Study text:

During an inspection tour of one of his business ventures in Huntingdon, Pennsylvania in late January or early February 1888, Herdic slipped on an icy walkway, fell down an embankment and hit the back of his head, causing inflammation to the brain. He traveled to New York for medical care, where his condition devolved into paralysis and then coma.[8] Herdic died several days later at the Glenham Hotel in New York on March 2, 1888. Still in his early to mid-sixties at the time of his death and leaving a wife and three children, his body was returned home to Pennsylvania, where it was interred at the Wildwood Cemetery in Lycoming County following funeral services.[9][10][11][12] The official cause of death was listed as paralysis.[13][14]
Peter Herdic left his mark on Williamsport through churches, homes, hotels and other real estate developments. The Peter Herdic House, his personal mansion at 407 West Fourth Street stands today as a fine dining restaurant.[15] It was listed on the National Register of Historic Places in 1978, and located in the Millionaire's Row Historic District.[16] The house and a neighboring mansion were renovated in 1984 to a condition similar to when Peter Herdic lived there.[17] It is an example of Italian Villa architecture with ornate plaster moldings and arches, a curving mahogany stairway and acanthus columns. The Peter Herdic Hotel, also on West Fourth Street, is now known as 800 Park Place. It is the home of two business and several apartments. It was previously served as a nursing home and hotel.[18] The Weightman Block takes up on entire city block on West Fourth Street. Herdic had this block constructed in 1870. He had planned to use it as a center of business in downtown Williamsport. It included an opera house and fifth floor penthouse. Herdic was forced to sell it to William Weightman in 1878 after he declared bankruptcy.[17] The Weightman Block was also renovated in the late 1990s it currently houses several small businesses on the ground floors with numerous apartments above.

Instructions for the task:
Decide whether each statement agrees with the Peter Herdic passage, answering yes or no and quoting the words that decide it. 1. Herdic died at the Glenham Hotel in New York. 2. The Peter Herdic House was listed on the National Register of Historic Places in 1984. 3. Herdic sold the Weightman Block to William Weightman before he declared bankruptcy. The listing is separate material and has no connection to the Peter Herdic passage.

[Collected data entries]
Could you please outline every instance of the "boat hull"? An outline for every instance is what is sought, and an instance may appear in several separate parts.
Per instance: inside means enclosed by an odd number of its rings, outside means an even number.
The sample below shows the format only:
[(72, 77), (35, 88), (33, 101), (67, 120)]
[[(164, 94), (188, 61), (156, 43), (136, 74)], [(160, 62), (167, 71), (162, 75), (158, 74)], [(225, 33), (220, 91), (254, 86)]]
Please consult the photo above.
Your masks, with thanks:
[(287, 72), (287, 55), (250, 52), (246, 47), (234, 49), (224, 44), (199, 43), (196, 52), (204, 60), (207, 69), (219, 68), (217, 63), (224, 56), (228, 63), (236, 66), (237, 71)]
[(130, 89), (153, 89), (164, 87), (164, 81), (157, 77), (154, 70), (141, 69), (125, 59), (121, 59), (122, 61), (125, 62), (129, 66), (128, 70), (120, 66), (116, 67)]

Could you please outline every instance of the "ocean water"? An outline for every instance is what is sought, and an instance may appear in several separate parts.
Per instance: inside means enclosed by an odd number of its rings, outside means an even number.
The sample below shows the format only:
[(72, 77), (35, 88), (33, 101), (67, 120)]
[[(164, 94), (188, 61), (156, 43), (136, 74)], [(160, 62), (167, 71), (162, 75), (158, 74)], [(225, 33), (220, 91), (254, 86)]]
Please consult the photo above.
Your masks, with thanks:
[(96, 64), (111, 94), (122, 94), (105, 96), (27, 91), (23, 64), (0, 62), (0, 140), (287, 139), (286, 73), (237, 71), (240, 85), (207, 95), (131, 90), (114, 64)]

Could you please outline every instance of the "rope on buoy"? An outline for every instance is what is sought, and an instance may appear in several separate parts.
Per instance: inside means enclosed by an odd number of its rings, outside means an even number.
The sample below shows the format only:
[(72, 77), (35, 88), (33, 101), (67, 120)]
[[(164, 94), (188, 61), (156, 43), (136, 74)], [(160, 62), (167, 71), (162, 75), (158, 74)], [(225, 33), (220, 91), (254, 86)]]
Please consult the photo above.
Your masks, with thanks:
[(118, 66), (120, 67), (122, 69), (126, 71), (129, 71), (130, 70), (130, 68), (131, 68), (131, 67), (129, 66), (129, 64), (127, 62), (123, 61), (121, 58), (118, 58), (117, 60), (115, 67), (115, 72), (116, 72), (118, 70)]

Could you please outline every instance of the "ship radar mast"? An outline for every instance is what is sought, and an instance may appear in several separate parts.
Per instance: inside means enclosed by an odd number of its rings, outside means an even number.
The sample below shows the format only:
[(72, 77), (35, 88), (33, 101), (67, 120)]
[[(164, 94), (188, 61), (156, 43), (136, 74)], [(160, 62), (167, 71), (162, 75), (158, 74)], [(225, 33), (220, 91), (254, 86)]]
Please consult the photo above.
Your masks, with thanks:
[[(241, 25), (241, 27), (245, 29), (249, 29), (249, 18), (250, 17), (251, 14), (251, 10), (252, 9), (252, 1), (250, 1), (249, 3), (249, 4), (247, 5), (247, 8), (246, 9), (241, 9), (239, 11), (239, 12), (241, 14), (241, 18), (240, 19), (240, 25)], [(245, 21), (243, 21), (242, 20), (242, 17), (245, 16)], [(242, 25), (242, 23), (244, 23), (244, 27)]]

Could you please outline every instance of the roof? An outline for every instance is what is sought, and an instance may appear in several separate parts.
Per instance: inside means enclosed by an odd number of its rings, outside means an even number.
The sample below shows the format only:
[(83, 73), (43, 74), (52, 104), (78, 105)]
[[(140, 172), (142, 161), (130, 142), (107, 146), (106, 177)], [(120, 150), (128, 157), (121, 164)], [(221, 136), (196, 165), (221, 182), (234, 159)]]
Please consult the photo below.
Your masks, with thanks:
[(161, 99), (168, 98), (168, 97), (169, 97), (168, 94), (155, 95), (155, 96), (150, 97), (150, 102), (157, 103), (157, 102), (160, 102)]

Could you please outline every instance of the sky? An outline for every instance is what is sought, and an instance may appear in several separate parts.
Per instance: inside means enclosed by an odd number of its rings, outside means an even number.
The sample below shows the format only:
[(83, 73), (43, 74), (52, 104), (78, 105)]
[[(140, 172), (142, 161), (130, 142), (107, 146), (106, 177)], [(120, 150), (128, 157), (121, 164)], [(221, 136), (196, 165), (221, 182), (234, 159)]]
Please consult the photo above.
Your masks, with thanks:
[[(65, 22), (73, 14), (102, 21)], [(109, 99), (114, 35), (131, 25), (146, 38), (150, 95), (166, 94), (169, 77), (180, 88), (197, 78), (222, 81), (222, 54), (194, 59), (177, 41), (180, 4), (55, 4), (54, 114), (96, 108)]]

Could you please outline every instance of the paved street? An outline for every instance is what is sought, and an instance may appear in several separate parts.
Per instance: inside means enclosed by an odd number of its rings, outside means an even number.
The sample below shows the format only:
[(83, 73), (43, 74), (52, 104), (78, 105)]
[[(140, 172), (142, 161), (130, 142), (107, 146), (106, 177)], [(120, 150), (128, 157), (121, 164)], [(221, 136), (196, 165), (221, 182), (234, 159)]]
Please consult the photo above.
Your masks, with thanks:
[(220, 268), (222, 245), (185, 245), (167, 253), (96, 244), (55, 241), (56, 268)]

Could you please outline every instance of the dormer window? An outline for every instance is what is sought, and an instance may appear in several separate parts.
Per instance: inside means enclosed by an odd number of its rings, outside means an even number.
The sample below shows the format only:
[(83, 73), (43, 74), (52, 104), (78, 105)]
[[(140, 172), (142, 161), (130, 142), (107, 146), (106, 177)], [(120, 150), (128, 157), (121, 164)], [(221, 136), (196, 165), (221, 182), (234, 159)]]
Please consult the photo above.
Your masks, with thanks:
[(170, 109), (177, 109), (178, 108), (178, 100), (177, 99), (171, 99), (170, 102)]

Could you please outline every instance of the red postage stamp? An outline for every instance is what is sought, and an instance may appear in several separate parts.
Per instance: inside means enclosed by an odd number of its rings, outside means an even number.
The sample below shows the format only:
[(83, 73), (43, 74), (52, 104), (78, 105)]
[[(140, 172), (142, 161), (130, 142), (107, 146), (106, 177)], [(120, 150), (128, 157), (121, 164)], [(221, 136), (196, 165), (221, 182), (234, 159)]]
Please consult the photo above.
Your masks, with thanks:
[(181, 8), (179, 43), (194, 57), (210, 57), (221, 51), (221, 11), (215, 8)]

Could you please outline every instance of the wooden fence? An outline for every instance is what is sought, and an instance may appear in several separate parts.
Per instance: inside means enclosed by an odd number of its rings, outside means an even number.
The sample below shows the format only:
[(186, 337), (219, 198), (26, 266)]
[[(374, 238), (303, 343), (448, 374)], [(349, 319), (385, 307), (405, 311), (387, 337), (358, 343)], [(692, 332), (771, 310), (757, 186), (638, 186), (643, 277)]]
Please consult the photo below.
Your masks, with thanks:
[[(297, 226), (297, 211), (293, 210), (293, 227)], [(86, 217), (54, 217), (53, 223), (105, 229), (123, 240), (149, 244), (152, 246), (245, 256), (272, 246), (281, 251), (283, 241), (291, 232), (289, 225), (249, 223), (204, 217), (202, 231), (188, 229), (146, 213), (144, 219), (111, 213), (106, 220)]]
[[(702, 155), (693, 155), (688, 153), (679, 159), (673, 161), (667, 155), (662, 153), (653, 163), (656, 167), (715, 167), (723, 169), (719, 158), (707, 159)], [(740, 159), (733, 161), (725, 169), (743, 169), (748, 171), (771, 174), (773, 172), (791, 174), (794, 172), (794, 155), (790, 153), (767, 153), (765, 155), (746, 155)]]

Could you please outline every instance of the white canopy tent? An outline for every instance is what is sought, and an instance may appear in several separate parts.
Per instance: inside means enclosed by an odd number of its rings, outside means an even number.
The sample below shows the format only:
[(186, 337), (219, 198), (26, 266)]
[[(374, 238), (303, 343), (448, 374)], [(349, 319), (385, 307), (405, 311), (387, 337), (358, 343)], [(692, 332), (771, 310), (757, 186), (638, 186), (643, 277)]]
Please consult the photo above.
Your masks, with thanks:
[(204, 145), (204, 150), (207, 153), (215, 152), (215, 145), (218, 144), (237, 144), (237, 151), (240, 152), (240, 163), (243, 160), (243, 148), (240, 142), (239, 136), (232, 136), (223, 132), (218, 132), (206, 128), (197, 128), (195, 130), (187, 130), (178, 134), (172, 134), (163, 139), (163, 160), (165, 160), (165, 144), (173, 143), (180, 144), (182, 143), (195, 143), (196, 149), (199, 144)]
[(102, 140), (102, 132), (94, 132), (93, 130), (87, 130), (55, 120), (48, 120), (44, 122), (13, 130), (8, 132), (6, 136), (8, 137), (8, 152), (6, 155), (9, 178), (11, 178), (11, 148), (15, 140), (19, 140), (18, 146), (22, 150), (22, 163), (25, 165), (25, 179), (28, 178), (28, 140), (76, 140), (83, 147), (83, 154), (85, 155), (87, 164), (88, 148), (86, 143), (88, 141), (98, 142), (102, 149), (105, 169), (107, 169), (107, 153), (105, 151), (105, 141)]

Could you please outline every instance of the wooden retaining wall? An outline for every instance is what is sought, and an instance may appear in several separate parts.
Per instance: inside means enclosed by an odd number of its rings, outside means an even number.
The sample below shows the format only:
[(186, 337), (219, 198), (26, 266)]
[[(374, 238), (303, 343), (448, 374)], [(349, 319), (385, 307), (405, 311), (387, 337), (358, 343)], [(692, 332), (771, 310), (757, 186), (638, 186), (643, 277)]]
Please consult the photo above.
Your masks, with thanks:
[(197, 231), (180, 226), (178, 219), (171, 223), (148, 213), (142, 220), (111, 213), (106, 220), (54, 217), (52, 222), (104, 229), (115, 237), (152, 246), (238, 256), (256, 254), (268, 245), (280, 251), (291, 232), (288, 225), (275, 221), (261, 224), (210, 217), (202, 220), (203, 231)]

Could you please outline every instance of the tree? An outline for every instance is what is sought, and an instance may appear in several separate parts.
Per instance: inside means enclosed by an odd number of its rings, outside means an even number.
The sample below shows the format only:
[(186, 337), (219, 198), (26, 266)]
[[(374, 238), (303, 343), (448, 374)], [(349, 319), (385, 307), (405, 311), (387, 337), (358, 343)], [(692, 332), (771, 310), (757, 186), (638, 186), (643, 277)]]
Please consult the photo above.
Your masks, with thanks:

Solution below:
1. Yes: "Herdic died several days later at the Glenham Hotel in New York on March 2, 1888."
2. No: "It was listed on the National Register of Historic Places in 1978"
3. No: "Herdic was forced to sell it to William Weightman in 1878 after he declared bankruptcy."